**PROVIDED RECORDS:**
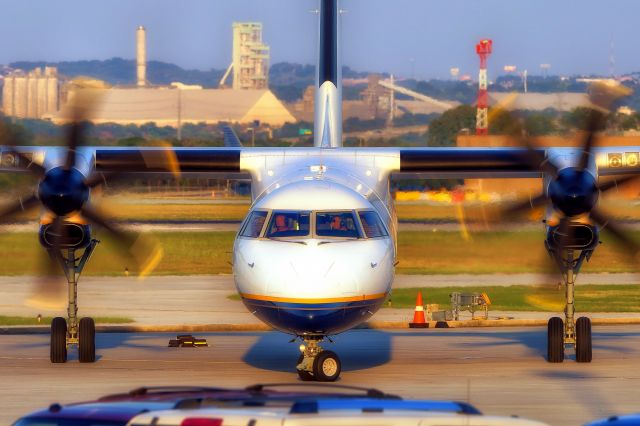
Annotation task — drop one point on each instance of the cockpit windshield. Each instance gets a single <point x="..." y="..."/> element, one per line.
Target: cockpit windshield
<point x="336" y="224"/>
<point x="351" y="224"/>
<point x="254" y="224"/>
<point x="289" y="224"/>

==

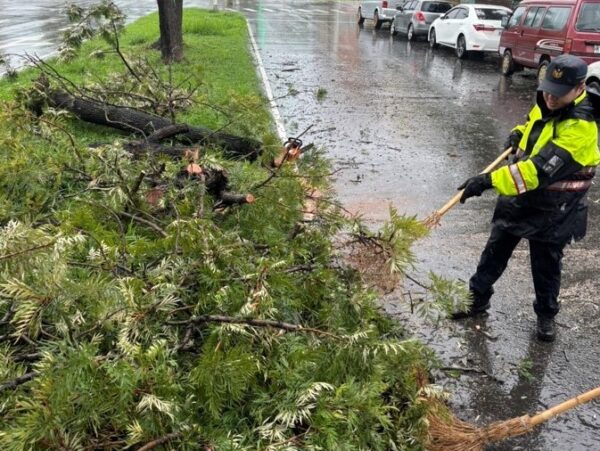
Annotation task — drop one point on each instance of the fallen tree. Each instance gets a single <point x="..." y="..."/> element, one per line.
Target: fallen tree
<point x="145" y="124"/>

--

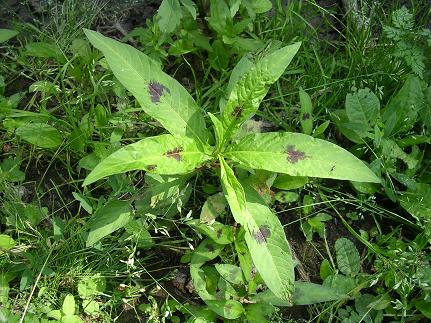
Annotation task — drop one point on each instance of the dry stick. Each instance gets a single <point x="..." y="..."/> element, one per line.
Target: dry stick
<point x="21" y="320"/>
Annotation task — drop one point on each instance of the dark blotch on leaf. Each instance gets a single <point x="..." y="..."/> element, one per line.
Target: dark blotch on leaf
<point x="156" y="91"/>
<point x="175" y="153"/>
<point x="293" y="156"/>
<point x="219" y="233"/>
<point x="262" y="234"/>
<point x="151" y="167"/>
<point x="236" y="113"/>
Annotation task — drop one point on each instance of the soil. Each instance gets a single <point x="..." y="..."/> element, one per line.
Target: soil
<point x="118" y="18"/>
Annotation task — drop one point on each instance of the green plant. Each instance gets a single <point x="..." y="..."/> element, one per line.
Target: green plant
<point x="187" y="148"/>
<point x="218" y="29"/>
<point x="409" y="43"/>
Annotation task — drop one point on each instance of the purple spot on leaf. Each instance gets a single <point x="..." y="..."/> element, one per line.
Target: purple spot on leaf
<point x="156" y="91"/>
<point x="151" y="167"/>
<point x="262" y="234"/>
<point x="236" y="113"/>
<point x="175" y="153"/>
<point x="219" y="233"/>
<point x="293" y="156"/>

**ACTION ITEM:** From the line that has "of the soil." through the line that has "of the green", copy every line exactly as it appears above, and leave out all others.

**WRITTEN ANSWER:**
Annotation task — drop one point on each instance of the soil. Each instance gets a single <point x="..." y="..."/> element, one per line.
Target: soil
<point x="118" y="18"/>
Annotation task — drop one point on each instance of the green plant. Each instance gets a single <point x="..." y="..."/> element, one per line.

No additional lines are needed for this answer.